How does the data below read from its first line through the line containing "I bet you can't find wind turbine in here."? Print those lines exactly.

+++ Entries provided

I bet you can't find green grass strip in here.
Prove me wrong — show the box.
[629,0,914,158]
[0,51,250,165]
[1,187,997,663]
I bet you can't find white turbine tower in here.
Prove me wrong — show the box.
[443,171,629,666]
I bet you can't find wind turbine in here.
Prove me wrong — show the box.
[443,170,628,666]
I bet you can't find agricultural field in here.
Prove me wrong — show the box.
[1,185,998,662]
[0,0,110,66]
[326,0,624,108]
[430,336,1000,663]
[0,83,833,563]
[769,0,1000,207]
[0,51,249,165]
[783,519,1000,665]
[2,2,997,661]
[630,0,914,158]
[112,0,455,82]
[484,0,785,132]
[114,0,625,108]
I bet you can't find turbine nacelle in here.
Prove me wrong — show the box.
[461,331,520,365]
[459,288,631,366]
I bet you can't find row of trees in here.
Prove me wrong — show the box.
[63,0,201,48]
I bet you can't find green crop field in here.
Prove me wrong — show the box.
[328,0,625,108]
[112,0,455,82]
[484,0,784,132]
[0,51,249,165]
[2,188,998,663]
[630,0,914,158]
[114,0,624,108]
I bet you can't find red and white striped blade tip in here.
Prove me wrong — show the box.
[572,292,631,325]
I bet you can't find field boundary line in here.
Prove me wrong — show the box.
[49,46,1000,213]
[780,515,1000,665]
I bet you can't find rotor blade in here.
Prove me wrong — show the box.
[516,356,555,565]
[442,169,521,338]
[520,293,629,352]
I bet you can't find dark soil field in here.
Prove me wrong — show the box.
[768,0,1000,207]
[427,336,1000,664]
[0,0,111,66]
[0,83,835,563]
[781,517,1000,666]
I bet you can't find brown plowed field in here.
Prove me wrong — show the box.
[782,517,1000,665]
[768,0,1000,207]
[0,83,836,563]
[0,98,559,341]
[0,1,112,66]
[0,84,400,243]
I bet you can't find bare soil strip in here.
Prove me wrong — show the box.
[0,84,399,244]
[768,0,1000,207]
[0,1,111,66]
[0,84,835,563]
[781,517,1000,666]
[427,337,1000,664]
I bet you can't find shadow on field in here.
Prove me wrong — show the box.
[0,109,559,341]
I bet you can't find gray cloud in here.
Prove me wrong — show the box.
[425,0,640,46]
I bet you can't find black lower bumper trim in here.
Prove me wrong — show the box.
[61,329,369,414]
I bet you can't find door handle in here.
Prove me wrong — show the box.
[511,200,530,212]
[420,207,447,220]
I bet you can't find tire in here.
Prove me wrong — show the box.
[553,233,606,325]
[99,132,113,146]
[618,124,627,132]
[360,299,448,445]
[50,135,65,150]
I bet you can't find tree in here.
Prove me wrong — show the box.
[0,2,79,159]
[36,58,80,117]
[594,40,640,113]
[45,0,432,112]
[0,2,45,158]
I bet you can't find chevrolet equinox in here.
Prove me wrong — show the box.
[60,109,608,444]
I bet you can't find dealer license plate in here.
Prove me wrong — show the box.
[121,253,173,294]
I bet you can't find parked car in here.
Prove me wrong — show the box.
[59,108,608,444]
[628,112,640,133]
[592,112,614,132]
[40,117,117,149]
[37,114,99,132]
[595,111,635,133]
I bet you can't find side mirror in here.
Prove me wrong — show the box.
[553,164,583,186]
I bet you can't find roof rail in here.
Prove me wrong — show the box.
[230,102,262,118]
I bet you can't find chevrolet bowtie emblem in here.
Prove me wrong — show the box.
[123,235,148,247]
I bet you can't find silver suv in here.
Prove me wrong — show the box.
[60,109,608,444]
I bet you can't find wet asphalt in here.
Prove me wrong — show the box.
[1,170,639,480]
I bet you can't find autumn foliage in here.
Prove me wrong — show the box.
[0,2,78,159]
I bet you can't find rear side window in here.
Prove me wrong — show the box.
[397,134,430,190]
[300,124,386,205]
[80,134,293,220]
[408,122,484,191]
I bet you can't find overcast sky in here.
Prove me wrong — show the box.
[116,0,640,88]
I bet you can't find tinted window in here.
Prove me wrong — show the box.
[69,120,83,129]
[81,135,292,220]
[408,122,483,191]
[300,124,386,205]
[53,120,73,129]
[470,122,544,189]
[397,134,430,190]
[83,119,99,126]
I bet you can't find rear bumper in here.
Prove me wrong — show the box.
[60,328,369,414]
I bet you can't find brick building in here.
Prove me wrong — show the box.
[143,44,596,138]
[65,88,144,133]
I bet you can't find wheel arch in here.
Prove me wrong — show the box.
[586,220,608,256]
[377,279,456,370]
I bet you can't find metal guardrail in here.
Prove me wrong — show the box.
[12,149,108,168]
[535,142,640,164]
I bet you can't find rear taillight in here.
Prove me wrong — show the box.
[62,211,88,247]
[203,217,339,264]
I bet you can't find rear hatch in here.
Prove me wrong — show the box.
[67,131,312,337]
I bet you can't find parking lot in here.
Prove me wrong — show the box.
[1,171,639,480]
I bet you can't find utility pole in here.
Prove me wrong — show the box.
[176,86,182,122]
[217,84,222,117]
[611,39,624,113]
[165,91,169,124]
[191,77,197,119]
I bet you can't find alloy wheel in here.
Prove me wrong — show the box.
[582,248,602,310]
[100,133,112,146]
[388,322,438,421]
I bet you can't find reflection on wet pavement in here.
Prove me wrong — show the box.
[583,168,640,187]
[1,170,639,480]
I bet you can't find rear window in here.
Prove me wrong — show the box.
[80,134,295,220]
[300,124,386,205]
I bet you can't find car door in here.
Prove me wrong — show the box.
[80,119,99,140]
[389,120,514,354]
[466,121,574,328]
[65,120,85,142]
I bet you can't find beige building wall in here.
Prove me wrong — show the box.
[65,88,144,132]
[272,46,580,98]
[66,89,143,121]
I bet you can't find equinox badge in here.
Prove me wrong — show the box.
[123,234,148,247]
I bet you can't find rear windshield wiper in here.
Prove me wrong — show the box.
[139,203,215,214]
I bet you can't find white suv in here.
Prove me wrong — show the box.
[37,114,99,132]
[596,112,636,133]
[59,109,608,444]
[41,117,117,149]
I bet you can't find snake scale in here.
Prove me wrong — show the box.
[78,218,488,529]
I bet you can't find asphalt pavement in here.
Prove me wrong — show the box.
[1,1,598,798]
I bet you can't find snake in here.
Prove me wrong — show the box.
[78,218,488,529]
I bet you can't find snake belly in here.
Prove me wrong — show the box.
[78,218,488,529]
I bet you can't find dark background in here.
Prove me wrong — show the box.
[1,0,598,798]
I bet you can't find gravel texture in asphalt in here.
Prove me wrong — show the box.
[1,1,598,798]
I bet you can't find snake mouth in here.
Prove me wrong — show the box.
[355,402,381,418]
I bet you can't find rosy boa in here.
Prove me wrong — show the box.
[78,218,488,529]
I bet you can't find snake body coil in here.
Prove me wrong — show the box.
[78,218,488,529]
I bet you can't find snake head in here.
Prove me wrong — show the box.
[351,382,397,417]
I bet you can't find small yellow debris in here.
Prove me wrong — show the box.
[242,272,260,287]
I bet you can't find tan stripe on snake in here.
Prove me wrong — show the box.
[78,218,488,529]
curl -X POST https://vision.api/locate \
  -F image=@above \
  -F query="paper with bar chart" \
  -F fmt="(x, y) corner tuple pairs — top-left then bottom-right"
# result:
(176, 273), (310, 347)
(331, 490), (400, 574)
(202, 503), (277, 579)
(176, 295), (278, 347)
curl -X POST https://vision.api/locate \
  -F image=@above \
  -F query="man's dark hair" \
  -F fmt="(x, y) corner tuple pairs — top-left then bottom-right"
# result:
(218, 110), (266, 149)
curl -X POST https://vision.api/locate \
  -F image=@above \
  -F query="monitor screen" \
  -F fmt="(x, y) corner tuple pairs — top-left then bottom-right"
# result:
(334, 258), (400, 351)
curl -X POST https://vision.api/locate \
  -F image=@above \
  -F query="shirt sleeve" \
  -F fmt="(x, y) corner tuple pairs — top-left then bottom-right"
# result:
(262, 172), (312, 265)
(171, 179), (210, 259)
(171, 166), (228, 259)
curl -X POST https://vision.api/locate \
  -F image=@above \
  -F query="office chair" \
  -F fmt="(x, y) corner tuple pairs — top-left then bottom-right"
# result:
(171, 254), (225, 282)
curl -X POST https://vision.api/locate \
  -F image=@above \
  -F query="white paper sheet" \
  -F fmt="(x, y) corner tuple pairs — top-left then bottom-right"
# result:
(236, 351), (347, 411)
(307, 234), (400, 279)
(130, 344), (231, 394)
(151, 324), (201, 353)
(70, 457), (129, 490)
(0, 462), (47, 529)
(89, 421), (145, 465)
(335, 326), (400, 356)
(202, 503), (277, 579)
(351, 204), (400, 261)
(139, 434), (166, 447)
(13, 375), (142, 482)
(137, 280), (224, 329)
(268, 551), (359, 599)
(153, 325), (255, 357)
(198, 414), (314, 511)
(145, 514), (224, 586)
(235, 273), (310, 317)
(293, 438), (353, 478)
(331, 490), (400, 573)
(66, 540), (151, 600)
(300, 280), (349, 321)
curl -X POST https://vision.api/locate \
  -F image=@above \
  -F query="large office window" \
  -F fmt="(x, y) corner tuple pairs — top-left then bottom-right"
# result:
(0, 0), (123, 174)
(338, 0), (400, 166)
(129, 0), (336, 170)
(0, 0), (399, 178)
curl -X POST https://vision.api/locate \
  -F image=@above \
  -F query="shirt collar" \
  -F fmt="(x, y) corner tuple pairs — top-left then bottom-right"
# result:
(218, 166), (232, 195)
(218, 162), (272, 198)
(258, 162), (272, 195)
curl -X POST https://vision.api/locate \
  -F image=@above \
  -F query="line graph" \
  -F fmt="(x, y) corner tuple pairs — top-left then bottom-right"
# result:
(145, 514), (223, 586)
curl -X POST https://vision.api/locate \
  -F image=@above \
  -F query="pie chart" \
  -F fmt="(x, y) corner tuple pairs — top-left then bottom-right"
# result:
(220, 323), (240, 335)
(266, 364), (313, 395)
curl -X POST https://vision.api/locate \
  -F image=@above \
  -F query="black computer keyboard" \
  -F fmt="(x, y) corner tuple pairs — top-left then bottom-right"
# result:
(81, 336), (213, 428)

++++++

> _Answer below_:
I bet you can't find green grass strip in here.
Prove me wrong — show the box.
[629,0,914,158]
[0,51,250,165]
[1,187,997,663]
I bet you can't find white turbine tower in here.
Prove me wrong — show the box.
[443,171,629,666]
I bet you can't find wind turbine in here.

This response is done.